■ **What to do**: In the records that follow, revise the lines between the line containing "cloud in the image above." and the line containing "560;118;628;144", inclusive: change "white cloud" to "cloud formation" and leave everything else unaltered. Return only those lines.

■ **Given data**:
┏━━

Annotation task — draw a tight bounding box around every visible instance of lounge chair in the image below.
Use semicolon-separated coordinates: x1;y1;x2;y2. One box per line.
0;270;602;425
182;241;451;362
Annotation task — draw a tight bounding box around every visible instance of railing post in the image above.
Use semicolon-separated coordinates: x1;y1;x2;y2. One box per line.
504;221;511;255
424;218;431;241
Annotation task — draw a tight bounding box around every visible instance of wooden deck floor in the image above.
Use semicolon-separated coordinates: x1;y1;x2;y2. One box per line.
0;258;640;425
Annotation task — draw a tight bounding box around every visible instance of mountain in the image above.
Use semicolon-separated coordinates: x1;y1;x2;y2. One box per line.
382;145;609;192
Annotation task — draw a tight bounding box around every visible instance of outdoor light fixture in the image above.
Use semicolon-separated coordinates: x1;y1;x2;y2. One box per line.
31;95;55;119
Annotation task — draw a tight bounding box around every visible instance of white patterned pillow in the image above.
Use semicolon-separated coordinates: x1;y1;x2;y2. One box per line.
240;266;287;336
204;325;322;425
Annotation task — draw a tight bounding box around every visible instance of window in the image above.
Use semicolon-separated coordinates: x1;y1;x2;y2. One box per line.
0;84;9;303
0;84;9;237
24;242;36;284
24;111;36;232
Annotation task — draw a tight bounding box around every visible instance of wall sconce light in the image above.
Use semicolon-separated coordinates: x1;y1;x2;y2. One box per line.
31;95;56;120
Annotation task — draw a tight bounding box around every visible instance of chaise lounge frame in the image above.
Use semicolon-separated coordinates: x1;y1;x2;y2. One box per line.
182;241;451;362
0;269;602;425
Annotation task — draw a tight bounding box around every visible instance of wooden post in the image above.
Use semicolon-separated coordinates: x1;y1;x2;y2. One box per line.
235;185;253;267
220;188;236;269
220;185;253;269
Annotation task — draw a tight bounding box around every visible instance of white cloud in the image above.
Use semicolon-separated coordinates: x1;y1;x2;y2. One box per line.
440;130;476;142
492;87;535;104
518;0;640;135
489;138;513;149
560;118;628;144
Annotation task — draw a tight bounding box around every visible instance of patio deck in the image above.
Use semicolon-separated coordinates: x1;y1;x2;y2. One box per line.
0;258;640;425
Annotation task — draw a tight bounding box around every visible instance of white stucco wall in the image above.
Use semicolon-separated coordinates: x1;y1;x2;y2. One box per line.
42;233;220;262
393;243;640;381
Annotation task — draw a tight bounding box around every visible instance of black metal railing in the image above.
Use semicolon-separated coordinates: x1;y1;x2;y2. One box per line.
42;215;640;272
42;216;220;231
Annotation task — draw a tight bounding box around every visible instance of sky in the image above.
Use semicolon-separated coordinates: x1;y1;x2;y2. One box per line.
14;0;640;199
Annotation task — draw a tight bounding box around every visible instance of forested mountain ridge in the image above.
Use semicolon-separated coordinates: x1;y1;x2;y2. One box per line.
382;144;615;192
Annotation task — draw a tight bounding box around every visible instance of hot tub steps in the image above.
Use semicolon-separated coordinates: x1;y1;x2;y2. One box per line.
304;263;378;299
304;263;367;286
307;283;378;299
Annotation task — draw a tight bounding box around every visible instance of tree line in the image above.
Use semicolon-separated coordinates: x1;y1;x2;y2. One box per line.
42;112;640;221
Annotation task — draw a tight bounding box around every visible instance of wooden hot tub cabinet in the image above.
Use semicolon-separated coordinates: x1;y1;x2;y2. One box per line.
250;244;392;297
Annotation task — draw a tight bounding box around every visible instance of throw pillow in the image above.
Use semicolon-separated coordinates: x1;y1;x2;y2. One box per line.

┗━━

■ **Result for this exercise**:
Annotation task — draw a tight bounding box around every visible instance of cloud formation in the image above.
Use semicolon-separated coordinates: x1;y1;x2;y2. One box per line.
440;130;476;142
492;87;535;104
518;0;640;135
489;138;513;149
560;118;628;144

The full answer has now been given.